**Prompt:**
Pictures do not belong in the copy; quote every entry below exactly.
▬▬▬▬▬▬▬▬▬▬
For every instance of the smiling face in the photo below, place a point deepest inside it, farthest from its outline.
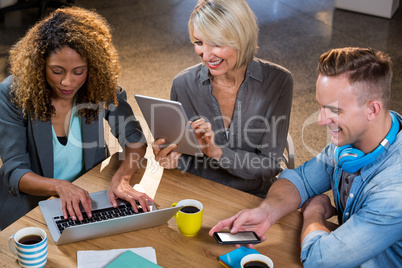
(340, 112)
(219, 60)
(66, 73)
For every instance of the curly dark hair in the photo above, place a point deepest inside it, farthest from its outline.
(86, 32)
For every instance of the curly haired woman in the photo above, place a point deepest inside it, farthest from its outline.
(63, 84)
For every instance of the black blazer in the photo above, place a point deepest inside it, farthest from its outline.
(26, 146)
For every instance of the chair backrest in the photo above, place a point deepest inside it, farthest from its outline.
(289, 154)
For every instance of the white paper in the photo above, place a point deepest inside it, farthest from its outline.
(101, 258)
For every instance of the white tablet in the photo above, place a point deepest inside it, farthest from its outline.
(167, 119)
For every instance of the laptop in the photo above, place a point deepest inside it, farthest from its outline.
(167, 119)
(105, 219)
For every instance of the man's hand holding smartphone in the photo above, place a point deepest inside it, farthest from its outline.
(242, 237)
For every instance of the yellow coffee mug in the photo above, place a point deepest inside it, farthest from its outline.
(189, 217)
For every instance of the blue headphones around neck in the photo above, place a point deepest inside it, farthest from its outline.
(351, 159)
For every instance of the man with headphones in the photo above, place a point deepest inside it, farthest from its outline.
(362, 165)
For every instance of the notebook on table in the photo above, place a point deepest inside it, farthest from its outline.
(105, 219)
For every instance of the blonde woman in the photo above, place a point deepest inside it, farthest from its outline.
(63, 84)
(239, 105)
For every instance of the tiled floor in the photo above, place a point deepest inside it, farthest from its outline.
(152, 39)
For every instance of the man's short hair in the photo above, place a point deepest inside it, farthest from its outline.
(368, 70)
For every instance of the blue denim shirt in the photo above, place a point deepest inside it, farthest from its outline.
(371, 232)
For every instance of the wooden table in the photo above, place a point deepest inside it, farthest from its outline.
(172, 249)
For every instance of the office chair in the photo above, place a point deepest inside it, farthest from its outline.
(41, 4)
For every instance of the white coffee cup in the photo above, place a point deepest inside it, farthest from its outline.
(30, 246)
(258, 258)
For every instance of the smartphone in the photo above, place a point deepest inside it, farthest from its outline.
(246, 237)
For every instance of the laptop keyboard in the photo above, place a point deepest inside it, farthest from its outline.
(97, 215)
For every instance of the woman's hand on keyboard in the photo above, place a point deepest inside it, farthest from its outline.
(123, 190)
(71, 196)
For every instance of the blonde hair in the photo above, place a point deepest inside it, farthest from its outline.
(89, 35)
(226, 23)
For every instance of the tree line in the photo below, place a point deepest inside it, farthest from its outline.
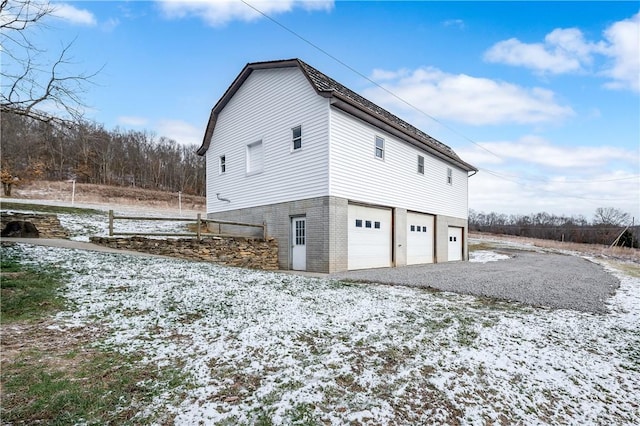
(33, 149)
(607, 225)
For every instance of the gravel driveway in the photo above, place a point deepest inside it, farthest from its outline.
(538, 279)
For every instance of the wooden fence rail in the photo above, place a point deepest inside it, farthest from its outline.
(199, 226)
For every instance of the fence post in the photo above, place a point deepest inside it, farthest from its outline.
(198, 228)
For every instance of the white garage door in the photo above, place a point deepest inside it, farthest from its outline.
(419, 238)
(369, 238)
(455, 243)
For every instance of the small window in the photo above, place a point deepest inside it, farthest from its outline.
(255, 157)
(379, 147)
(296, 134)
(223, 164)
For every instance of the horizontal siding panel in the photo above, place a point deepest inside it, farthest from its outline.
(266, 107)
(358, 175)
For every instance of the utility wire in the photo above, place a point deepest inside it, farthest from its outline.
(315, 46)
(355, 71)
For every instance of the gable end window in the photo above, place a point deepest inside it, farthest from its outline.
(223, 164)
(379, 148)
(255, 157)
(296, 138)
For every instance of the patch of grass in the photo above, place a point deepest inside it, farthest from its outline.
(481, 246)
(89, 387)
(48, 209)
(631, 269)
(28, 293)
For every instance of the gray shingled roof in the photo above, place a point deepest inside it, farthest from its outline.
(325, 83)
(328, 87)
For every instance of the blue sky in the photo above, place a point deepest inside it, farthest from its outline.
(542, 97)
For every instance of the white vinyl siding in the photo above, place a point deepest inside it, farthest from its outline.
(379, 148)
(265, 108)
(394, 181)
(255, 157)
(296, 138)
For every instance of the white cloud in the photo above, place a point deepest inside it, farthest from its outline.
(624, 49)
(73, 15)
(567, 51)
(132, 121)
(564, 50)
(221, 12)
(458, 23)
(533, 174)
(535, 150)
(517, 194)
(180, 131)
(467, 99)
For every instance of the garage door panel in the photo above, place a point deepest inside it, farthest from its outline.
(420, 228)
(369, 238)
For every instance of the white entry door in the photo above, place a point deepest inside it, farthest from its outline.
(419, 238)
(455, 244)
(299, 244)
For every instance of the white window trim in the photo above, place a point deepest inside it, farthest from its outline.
▬▬▬▬▬▬▬▬▬▬
**Reply to the task:**
For every instance of the smiling face in the photo below, place a point deepest inside it, farthest from its outline.
(340, 112)
(219, 60)
(66, 73)
For every instance of the curly dark hair in the photo above, place a point deepest inside it, farthest from its outline.
(86, 32)
For every instance of the curly haired woman in the photo above, place a point deepest inside it, farthest from its outline.
(63, 84)
For every instance of the black blazer in the photo above, place a point deepest inside it, farthest from its outline.
(26, 146)
For every instance of the chair backrest in the photo above, place a point deepest inside it, farthest from its outline.
(289, 154)
For every instance of the white paper in the photo above, place a point deepest inside it, farthest from its outline.
(101, 258)
For every instance of the white tablet in the photo above, place a point deepest inside it, farthest from its outline.
(167, 119)
For every instance of the laptop in the photo above, place a point deepest inside it, farthest from its outline.
(167, 119)
(105, 219)
For every instance of the man's hand holding smartphone in the photo above, place a point deepest inside it, farthest from its outline.
(242, 237)
For every instance of the yellow coffee mug in the photo above, place a point deepest inside it, farthest from its outline.
(189, 217)
For every instance of the blue headphones around neck in the photo above, place a point deepest inside it, farthest from its outline.
(351, 159)
For every instance of the man with headphones in the photo above, place a point deepest inside it, farthest from its outline.
(362, 165)
For every instance of the notebook on table in the photo above, place a point deepest inside it, farthest from its outline.
(105, 219)
For every instance of the blonde woman in the photo above, place a point deepest inside it, farthest from its outline.
(63, 84)
(239, 105)
For every instance of the tiled floor in the photo above, place a point deepest inside it, farthest from its outline.
(152, 39)
For every instance of the man's short hair in the photo above, place a point deepest inside it, farthest from its outline.
(368, 70)
For every instance of the blue denim shirt in the photo above, place a point deepest inside it, farthest from its outline.
(371, 232)
For every instance of the wooden table in the photo above, place a point deepest inside it, farthest from its outline.
(172, 249)
For every instance of the office chair in the photo above, place a point deepest inside it, farthest from its outline.
(41, 4)
For every instance of the white coffee cup in the photo above, place a point deepest inside it, farthest from its outline.
(30, 246)
(258, 258)
For every instance of the smartphone in the photo above, place a point deepest inside it, farthest from its outline.
(246, 237)
For every instance of the laptop keyboard in the photo above, place a point deepest inside it, farthest from its outline.
(97, 215)
For every instance of the woman's hand on keyboard in the photo above, place a point deepest inside it, farthest from its outline.
(123, 190)
(71, 196)
For every instance of the blonde hair in the photo above, place a point deepest inside it, farthest from its outline.
(89, 35)
(226, 23)
For every instance of the tree line in the photo below, place a point deepest inside it, farthest from its outline.
(33, 149)
(607, 225)
For every instance of the gravel driveway in the photo above, place a point deepest inside it, farthest from its outline.
(538, 279)
For every instance of the wooden fence rail in the photo above, place a point deepest inside it, farthest from its outline.
(199, 226)
For every instance of the fence post in the photo above, place a point deepest inside it, farthest from its outline.
(198, 228)
For every instance of the white garage door in the photo above, place a point deepest inside it, farthest from its outline.
(419, 238)
(369, 238)
(455, 243)
For every instance of the small window in the photo above, place a point deepest inside it, farthest from its outline.
(255, 157)
(379, 147)
(296, 134)
(223, 164)
For every instance of the horizontal siding panel in the photo above, place a point deepest inside it, farthest from its outline.
(266, 107)
(358, 175)
For every instance of the utility wire in the photo above, place a point deepest inside it, farthest from its outline.
(315, 46)
(355, 71)
For every instance of the gable end window in the photo above, place a point deepest inside it, farthest from its outline.
(223, 164)
(379, 148)
(255, 157)
(296, 138)
For every instance of the patch of grass in the photo above, place a point deepest inside it, farthest from its outline.
(481, 246)
(89, 387)
(48, 209)
(631, 269)
(28, 293)
For every instance of the gray shingled roof in the photo above, place a point deepest inside it, farthest from its outline.
(325, 83)
(328, 87)
For every instance of the blue sky in the photo above, place a point deepest inside it, farthest from its outline.
(542, 97)
For every instance of the white vinyl siding in the photo above, place a point deepest inside it, farthest from its outline.
(379, 148)
(265, 108)
(394, 181)
(255, 157)
(296, 138)
For every instance of the white cloud in the photo above, place a point deepest inside it, farthest from its outline.
(624, 49)
(73, 15)
(567, 51)
(132, 121)
(564, 50)
(221, 12)
(458, 23)
(533, 174)
(535, 150)
(517, 194)
(180, 131)
(467, 99)
For every instance of the garage door panel in the photo above, place a point deepest inside it, farthest from its outline.
(420, 228)
(369, 238)
For every instance of the white entry door in the photo above, place a point deepest inside it, farthest from its outline.
(419, 238)
(455, 244)
(299, 244)
For every instance of the white window trim in the photo above, place a point deepest inside it, farthest from its outline.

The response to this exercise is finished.